* **What is being asked**
Render the material from the line containing "Locate the snow" through its final line as a Markdown table with the columns Row and Text. Number each line and omit any blank lines.

* **Rows**
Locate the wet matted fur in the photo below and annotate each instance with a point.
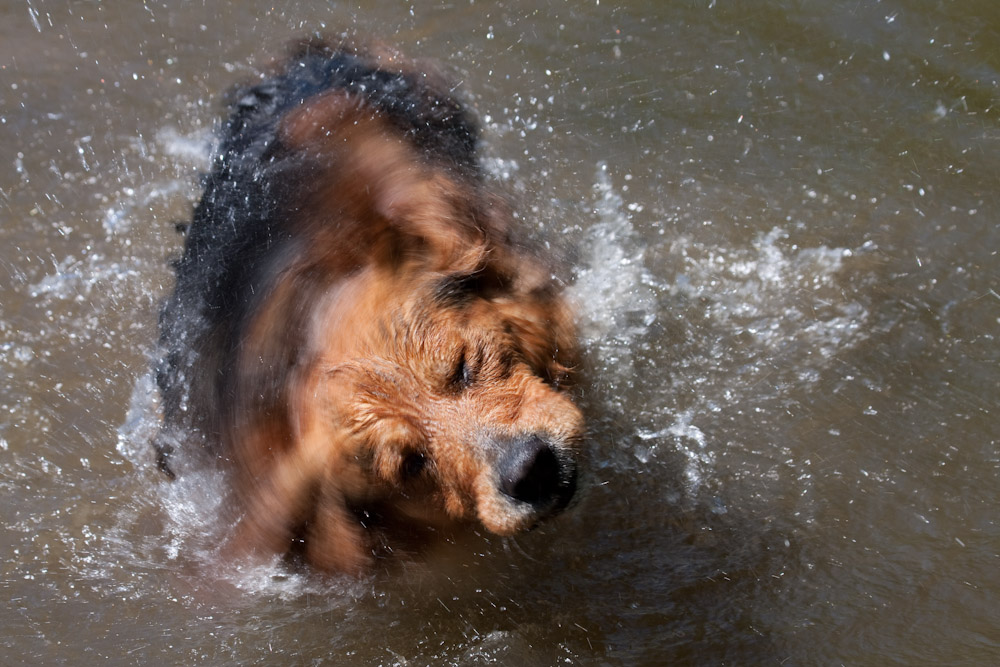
(355, 331)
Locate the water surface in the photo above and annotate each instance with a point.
(783, 219)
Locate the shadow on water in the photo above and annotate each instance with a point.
(783, 224)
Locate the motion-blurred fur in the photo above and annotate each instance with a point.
(354, 329)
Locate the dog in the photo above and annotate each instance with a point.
(356, 333)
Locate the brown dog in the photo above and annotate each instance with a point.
(354, 329)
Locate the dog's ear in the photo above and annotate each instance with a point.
(543, 331)
(398, 205)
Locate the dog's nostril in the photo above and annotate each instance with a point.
(533, 474)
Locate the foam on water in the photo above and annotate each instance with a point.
(765, 305)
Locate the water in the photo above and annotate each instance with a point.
(782, 219)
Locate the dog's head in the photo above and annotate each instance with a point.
(445, 402)
(438, 354)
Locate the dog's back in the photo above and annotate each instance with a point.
(354, 330)
(241, 223)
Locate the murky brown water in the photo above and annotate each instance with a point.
(786, 221)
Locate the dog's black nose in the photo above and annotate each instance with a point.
(532, 473)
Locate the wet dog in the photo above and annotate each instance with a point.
(355, 330)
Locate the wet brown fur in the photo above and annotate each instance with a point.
(388, 351)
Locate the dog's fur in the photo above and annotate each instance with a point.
(355, 331)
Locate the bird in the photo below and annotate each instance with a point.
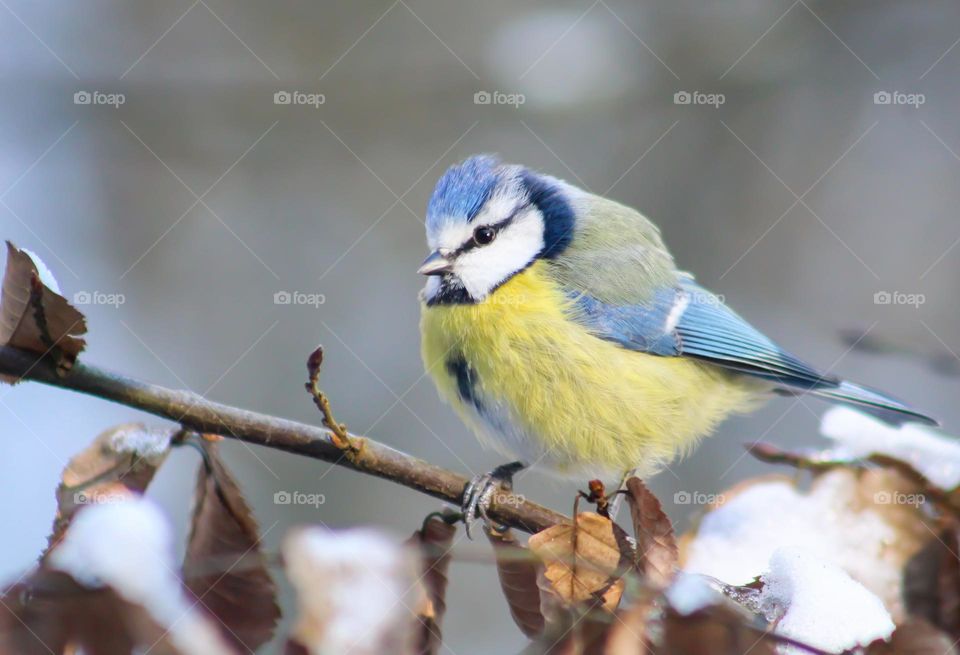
(558, 326)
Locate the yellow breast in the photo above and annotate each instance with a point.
(538, 386)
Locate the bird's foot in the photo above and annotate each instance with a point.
(479, 492)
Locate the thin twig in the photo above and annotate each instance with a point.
(340, 436)
(197, 413)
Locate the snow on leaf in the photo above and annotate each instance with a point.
(926, 449)
(816, 602)
(120, 462)
(353, 588)
(224, 565)
(433, 543)
(583, 562)
(33, 314)
(656, 545)
(865, 522)
(517, 570)
(127, 547)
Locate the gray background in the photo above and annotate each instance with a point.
(329, 200)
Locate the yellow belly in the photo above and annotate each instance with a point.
(554, 394)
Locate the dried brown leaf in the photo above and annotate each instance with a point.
(49, 612)
(517, 570)
(433, 543)
(35, 317)
(583, 561)
(656, 545)
(224, 566)
(120, 461)
(915, 637)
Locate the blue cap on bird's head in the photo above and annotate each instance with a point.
(487, 221)
(463, 190)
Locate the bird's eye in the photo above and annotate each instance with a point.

* **The reply**
| Row | Text |
|---|---|
| 1 | Locate the snow on leaf in the photo above and annotate each instance with a point. |
| 2 | (926, 449) |
| 3 | (816, 602) |
| 4 | (120, 462) |
| 5 | (353, 588) |
| 6 | (224, 565) |
| 7 | (433, 543) |
| 8 | (583, 562) |
| 9 | (33, 314) |
| 10 | (656, 545) |
| 11 | (865, 522) |
| 12 | (517, 570) |
| 13 | (127, 547) |
| 14 | Locate the gray background in the photo above and annotate each instance with a point. |
| 15 | (329, 200) |
| 16 | Locate the yellow belly in the photo above and annotate each instance with a point. |
| 17 | (554, 394) |
| 18 | Locate the dried brown leaf in the photo above and annotate each instance with a point. |
| 19 | (49, 612) |
| 20 | (517, 570) |
| 21 | (433, 543) |
| 22 | (35, 317) |
| 23 | (583, 561) |
| 24 | (656, 545) |
| 25 | (224, 566) |
| 26 | (120, 461) |
| 27 | (915, 637) |
| 28 | Locate the blue cap on bird's head in the photo above and annotate each instance with a point. |
| 29 | (487, 221) |
| 30 | (463, 190) |
| 31 | Locate the bird's eye in the photo above and annotate each instance with a point. |